### TASK REQUIREMENTS
Give the number of lines in the entries below that hold "Target", with no accompanying words.

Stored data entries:
____

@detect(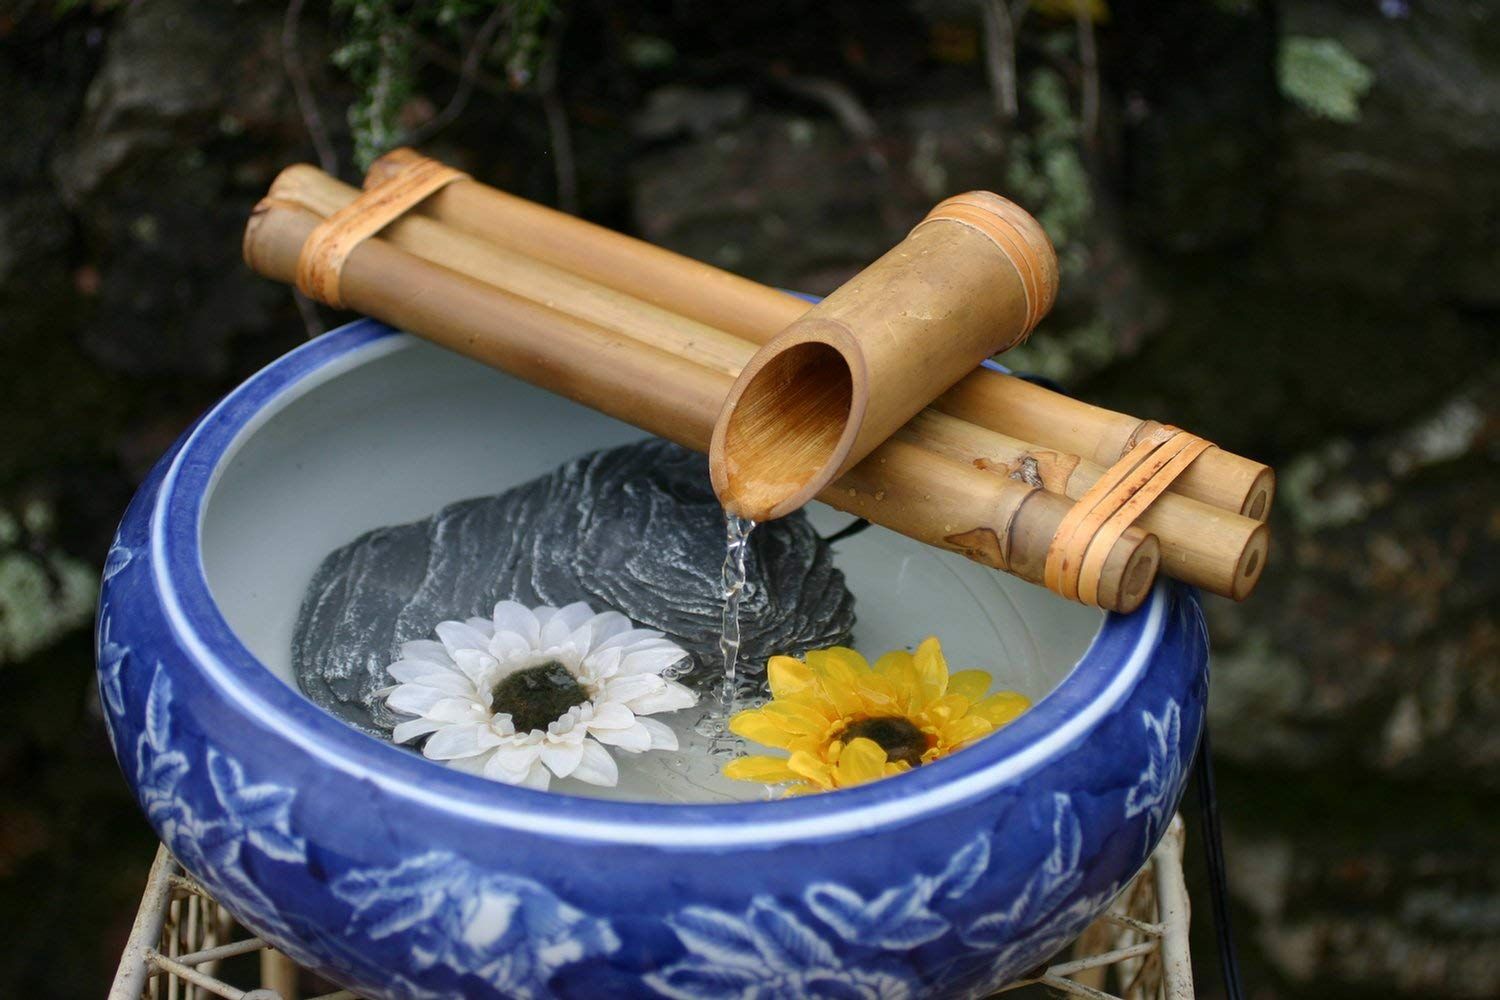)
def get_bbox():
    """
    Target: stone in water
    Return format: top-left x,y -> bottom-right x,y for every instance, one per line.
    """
293,440 -> 855,737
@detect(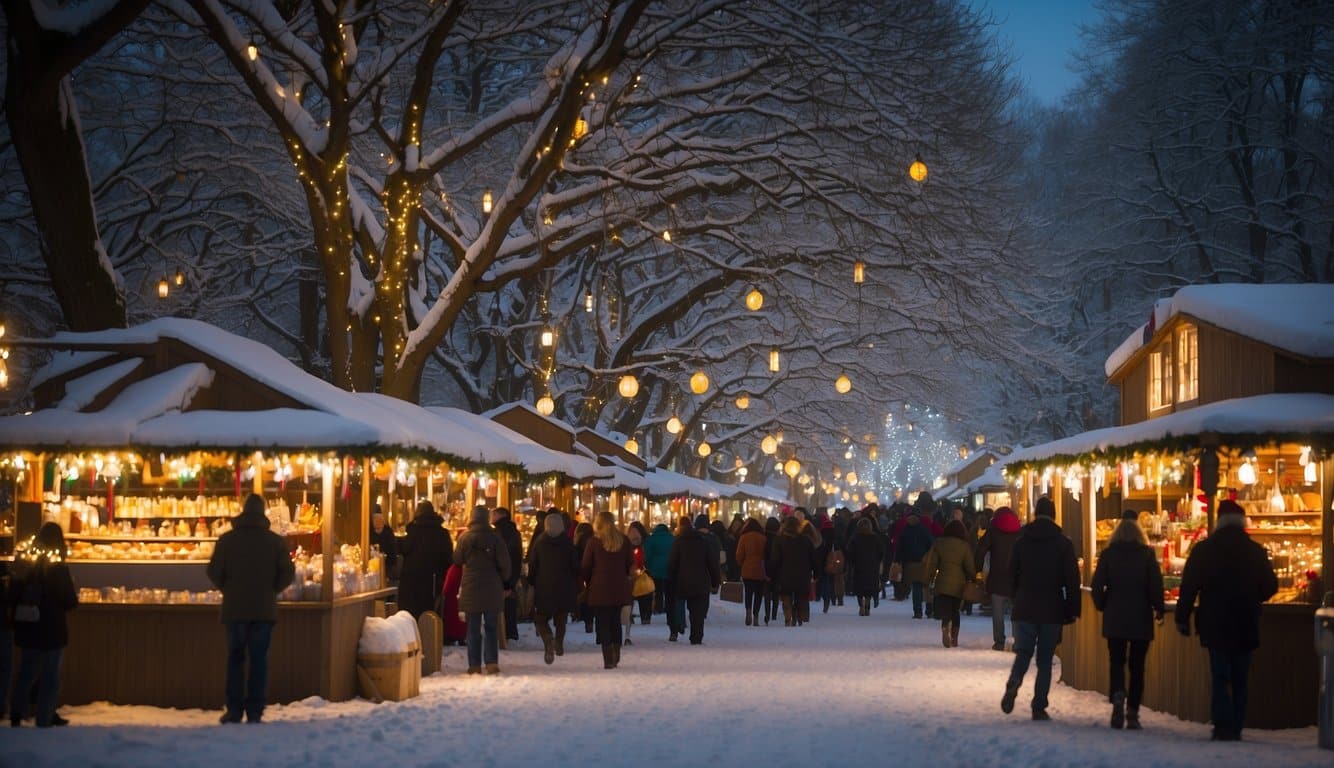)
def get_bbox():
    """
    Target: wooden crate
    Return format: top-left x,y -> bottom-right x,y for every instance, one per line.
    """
357,646 -> 421,702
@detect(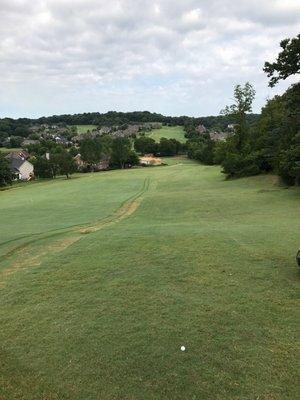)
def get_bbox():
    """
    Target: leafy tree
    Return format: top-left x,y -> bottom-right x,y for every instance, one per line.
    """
9,136 -> 23,148
14,126 -> 29,137
99,135 -> 113,158
69,146 -> 79,157
221,82 -> 256,151
276,84 -> 300,184
79,138 -> 102,165
213,141 -> 229,164
187,135 -> 215,165
32,156 -> 54,178
278,140 -> 300,185
158,138 -> 183,156
134,136 -> 157,155
127,150 -> 140,167
0,153 -> 12,186
264,34 -> 300,87
218,83 -> 258,178
53,149 -> 76,179
221,152 -> 261,178
250,95 -> 285,172
111,137 -> 132,168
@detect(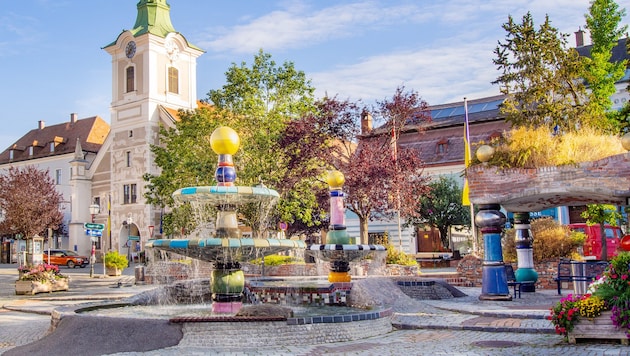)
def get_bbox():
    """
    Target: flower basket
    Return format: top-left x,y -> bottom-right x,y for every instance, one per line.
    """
568,311 -> 629,345
15,264 -> 69,295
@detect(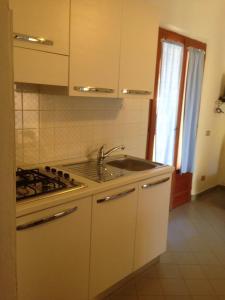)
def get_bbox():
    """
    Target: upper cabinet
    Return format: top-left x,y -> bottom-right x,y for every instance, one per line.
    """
11,0 -> 159,96
69,0 -> 122,98
11,0 -> 70,86
119,0 -> 159,98
11,0 -> 70,55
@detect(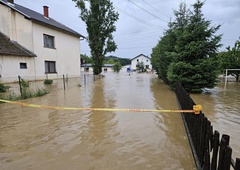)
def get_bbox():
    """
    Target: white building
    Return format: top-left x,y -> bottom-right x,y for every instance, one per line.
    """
0,0 -> 84,83
131,54 -> 152,71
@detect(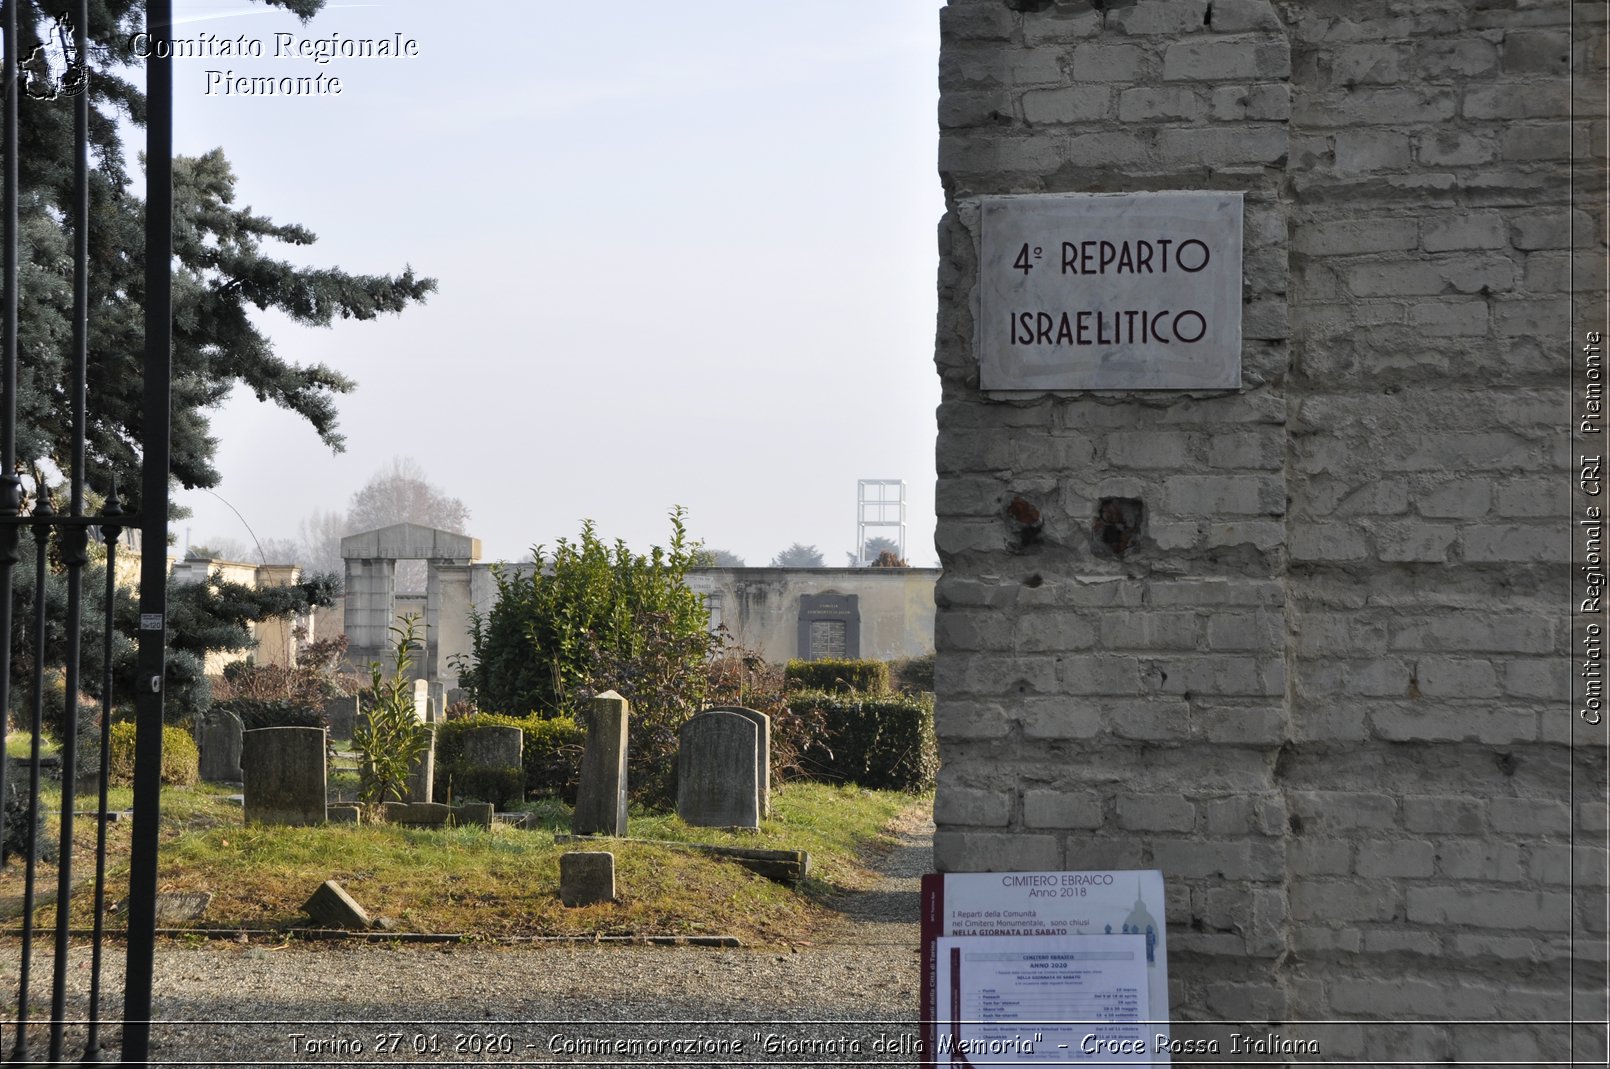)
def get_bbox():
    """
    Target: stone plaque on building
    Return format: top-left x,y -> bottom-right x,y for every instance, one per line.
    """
796,593 -> 859,661
977,192 -> 1243,391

____

### EXPECTED ANSWER
7